### WORK REQUIRED:
Reproduce, word for word, the stretch of the data from the line containing "job: provide the outline of every instance of the grey" through the line containing "POLYGON ((300 263, 295", both included.

### DATA ROWS:
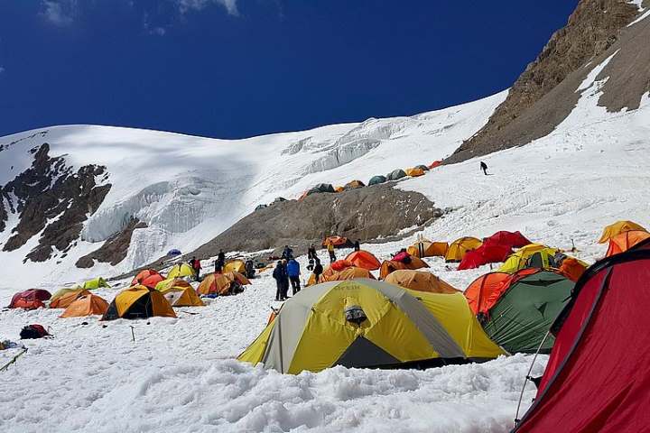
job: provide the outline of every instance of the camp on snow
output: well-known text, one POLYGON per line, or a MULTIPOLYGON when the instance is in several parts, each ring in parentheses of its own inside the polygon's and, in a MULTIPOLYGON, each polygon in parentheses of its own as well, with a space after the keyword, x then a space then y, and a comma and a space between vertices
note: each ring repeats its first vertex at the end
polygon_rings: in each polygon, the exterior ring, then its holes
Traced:
POLYGON ((537 396, 513 432, 647 430, 648 290, 648 241, 587 270, 552 326, 537 396))
POLYGON ((146 286, 134 286, 117 293, 102 320, 147 318, 153 316, 175 318, 176 313, 160 291, 146 286))
POLYGON ((290 298, 238 359, 297 374, 334 365, 400 367, 502 354, 462 294, 354 280, 318 284, 290 298))
POLYGON ((493 291, 484 285, 478 297, 466 291, 473 299, 468 303, 483 304, 478 318, 483 329, 509 353, 549 353, 553 345, 552 336, 546 336, 551 325, 571 297, 574 283, 559 272, 540 269, 525 269, 511 275, 493 291), (545 339, 544 339, 545 338, 545 339))

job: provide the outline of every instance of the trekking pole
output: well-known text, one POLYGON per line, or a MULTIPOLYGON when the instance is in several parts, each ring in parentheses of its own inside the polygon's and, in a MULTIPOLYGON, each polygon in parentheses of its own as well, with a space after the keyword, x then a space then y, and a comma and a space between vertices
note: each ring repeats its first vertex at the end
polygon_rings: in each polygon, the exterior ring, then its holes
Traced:
POLYGON ((14 357, 11 359, 11 361, 9 361, 7 364, 5 364, 3 365, 2 367, 0 367, 0 372, 4 372, 4 371, 6 370, 7 368, 9 368, 9 365, 11 365, 12 364, 15 364, 15 362, 18 360, 18 358, 20 358, 20 357, 21 357, 23 354, 25 354, 25 353, 27 353, 27 347, 23 347, 23 350, 20 351, 20 353, 18 353, 18 355, 16 355, 15 356, 14 356, 14 357))
POLYGON ((525 385, 528 382, 528 381, 533 382, 533 378, 531 377, 530 373, 533 371, 533 367, 534 366, 535 361, 537 360, 537 355, 539 355, 540 351, 542 350, 542 346, 546 342, 546 338, 548 338, 548 336, 550 336, 550 335, 551 335, 551 331, 550 330, 546 331, 546 335, 542 339, 542 343, 540 343, 539 347, 537 347, 537 351, 535 352, 534 356, 533 356, 533 362, 531 363, 530 368, 528 368, 528 373, 526 373, 525 380, 524 381, 524 386, 522 386, 522 392, 521 392, 521 393, 519 393, 519 402, 517 402, 517 411, 515 414, 515 426, 519 424, 519 421, 521 421, 521 419, 519 419, 519 410, 521 409, 521 401, 524 399, 524 392, 525 391, 525 385))

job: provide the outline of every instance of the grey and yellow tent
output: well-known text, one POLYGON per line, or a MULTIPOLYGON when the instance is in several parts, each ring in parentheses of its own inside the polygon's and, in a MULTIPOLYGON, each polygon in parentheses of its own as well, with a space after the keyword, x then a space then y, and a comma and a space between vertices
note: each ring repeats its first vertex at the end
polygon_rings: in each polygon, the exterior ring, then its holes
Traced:
POLYGON ((300 291, 238 359, 281 373, 492 359, 504 352, 461 293, 411 291, 360 279, 300 291))

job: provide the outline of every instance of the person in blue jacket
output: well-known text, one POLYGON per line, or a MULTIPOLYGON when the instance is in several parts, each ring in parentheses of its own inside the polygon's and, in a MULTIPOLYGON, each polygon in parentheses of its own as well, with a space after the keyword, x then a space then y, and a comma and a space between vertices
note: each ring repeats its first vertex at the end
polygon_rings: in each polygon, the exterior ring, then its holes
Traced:
POLYGON ((300 263, 295 259, 291 259, 287 263, 287 273, 292 283, 292 294, 295 295, 300 291, 300 263))

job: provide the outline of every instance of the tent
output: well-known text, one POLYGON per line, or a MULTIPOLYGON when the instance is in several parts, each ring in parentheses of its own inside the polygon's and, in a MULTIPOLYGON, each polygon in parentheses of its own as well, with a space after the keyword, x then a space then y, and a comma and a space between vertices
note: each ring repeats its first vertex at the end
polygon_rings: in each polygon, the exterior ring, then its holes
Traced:
POLYGON ((537 396, 515 432, 647 431, 649 281, 648 242, 587 270, 553 324, 537 396))
POLYGON ((45 307, 43 301, 48 300, 50 298, 51 298, 51 295, 47 290, 43 290, 42 289, 30 289, 14 294, 7 308, 36 309, 45 307))
POLYGON ((406 169, 406 170, 404 170, 404 172, 406 173, 406 176, 409 176, 409 177, 411 177, 411 178, 417 178, 417 177, 422 176, 422 175, 424 174, 424 170, 423 170, 418 169, 418 168, 415 168, 415 167, 413 167, 413 168, 411 168, 411 169, 406 169))
POLYGON ((465 290, 469 309, 474 314, 488 314, 510 277, 511 275, 506 272, 489 272, 474 280, 465 290))
POLYGON ((619 254, 632 248, 639 242, 650 238, 650 233, 644 230, 630 230, 623 232, 609 239, 609 247, 605 257, 619 254))
POLYGON ((326 237, 322 242, 323 248, 328 246, 330 244, 333 244, 334 248, 352 248, 354 246, 352 241, 343 236, 326 237))
POLYGON ((136 286, 138 284, 142 284, 142 282, 148 277, 151 277, 152 275, 160 275, 158 273, 158 271, 154 269, 145 269, 144 271, 140 271, 137 275, 134 277, 134 279, 131 281, 132 286, 136 286))
MULTIPOLYGON (((183 278, 183 277, 194 277, 194 270, 188 263, 177 263, 172 266, 169 272, 167 272, 167 278, 183 278)), ((160 280, 158 282, 162 281, 160 280)), ((156 282, 156 284, 158 283, 156 282)), ((154 285, 155 287, 155 285, 154 285)))
POLYGON ((366 184, 363 183, 361 180, 352 180, 351 182, 346 183, 346 186, 343 187, 345 189, 356 189, 358 188, 363 188, 366 184))
POLYGON ((386 175, 386 180, 397 180, 398 179, 405 178, 406 173, 402 169, 394 170, 386 175))
POLYGON ((510 257, 501 265, 498 272, 507 273, 516 272, 520 269, 525 268, 528 263, 528 258, 538 252, 543 252, 543 254, 542 257, 537 260, 542 259, 543 261, 543 257, 548 258, 549 256, 553 256, 558 250, 543 245, 542 244, 530 244, 510 254, 510 257))
MULTIPOLYGON (((573 281, 552 271, 519 271, 489 296, 487 313, 478 315, 483 329, 510 353, 534 353, 573 286, 573 281)), ((553 338, 547 337, 541 352, 549 353, 552 345, 553 338)))
POLYGON ((468 251, 460 261, 458 270, 474 269, 488 263, 506 262, 512 253, 509 246, 484 243, 478 248, 468 251))
POLYGON ((406 248, 406 252, 419 258, 444 257, 448 249, 449 244, 446 242, 431 242, 422 239, 406 248))
POLYGON ((54 293, 50 299, 51 309, 66 309, 77 299, 89 295, 90 291, 79 287, 61 289, 54 293))
POLYGON ((380 183, 384 183, 387 180, 385 176, 378 175, 378 176, 373 176, 370 180, 368 181, 368 186, 370 185, 379 185, 380 183))
POLYGON ((497 232, 491 236, 483 239, 484 244, 497 244, 509 246, 510 248, 521 248, 528 245, 531 242, 520 232, 497 232))
POLYGON ((110 289, 110 284, 106 282, 106 280, 104 280, 102 277, 98 277, 98 278, 94 278, 92 280, 88 280, 88 281, 84 282, 84 284, 83 284, 83 288, 87 289, 88 290, 94 290, 95 289, 99 289, 101 287, 110 289))
POLYGON ((172 307, 203 307, 205 305, 194 291, 191 284, 181 278, 159 282, 156 290, 164 295, 172 307))
POLYGON ((354 280, 318 284, 290 298, 237 359, 297 374, 334 365, 443 364, 502 354, 461 294, 354 280))
POLYGON ((368 271, 376 271, 381 267, 381 262, 372 253, 365 250, 353 251, 348 254, 345 260, 352 263, 353 266, 367 269, 368 271))
POLYGON ((399 269, 391 272, 385 282, 395 284, 412 290, 428 291, 430 293, 460 293, 451 284, 433 275, 431 272, 399 269))
POLYGON ((605 244, 617 235, 620 235, 621 233, 629 232, 632 230, 641 230, 644 232, 647 232, 647 230, 645 230, 642 226, 639 226, 635 222, 618 221, 605 227, 605 229, 603 230, 603 234, 600 235, 600 239, 599 239, 599 244, 605 244))
POLYGON ((461 262, 468 251, 476 250, 481 245, 476 237, 461 237, 450 244, 445 254, 445 262, 461 262))
POLYGON ((435 169, 436 167, 440 167, 441 165, 442 165, 441 161, 434 161, 433 162, 429 164, 429 170, 435 169))
POLYGON ((102 320, 147 318, 153 316, 175 318, 176 313, 160 291, 145 286, 134 286, 117 293, 102 320))
POLYGON ((391 272, 400 269, 410 269, 414 271, 416 269, 428 268, 429 265, 418 257, 411 257, 411 263, 404 263, 402 262, 395 262, 395 260, 385 260, 379 268, 379 278, 385 280, 391 272))
POLYGON ((246 273, 246 263, 243 260, 229 260, 224 264, 223 272, 246 273))
POLYGON ((108 302, 88 292, 70 304, 60 318, 79 318, 83 316, 102 316, 108 309, 108 302))

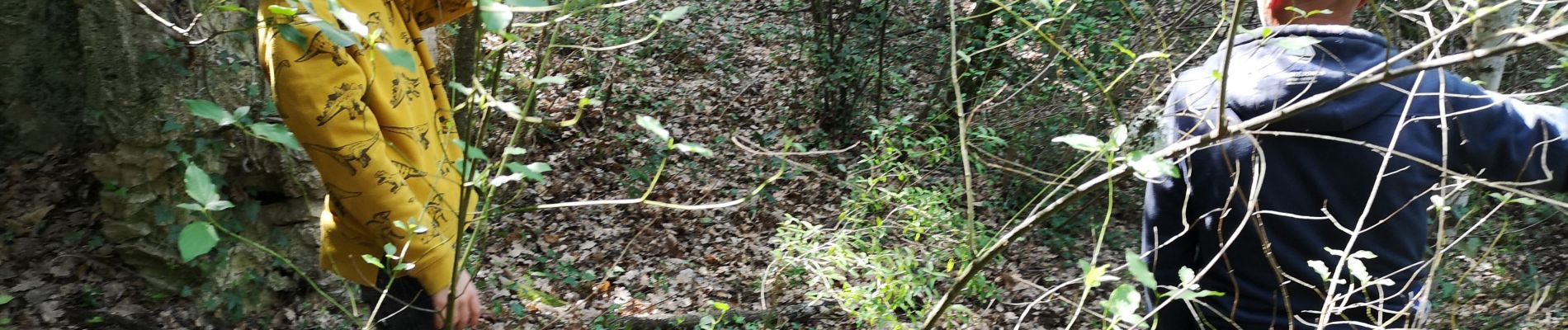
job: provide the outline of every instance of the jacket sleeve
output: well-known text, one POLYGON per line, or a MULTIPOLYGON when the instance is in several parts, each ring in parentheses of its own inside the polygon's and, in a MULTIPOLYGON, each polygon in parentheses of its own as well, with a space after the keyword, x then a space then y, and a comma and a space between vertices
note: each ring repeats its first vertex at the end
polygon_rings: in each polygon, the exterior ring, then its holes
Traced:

### THE REPLY:
job: provide the outline of every instance of the grey and yellow tent
output: well-known text, one POLYGON per line, or a MULTIPOLYGON when the instance is in several parts, each ring in parentheses of its own inside the polygon's and, in a MULTIPOLYGON, each polygon in parentheses of its own as well, with a space after the keyword, x then a space then y, and a comma and a space between vertices
note: each ring repeats its first vertex at the end
polygon_rings: in each polygon, the exterior ring, then its holes
Traced:
POLYGON ((300 291, 238 359, 281 373, 492 359, 504 352, 461 293, 411 291, 360 279, 300 291))

job: provide the outline of every instance of the person in blue jacket
output: well-known text, one POLYGON per line, or a MULTIPOLYGON when the instance is in several parts, each ring in parentheses of its own inside the polygon's and, in a MULTIPOLYGON, each polygon in parentheses of its own as well, with a space after the keyword, x then a space then y, and a comma and a space between vertices
note: each ring repeats its first vertex at the end
polygon_rings: in each polygon, the exterior ring, then its holes
Traced:
POLYGON ((300 263, 295 259, 291 259, 287 263, 287 273, 292 283, 292 294, 295 295, 300 291, 300 263))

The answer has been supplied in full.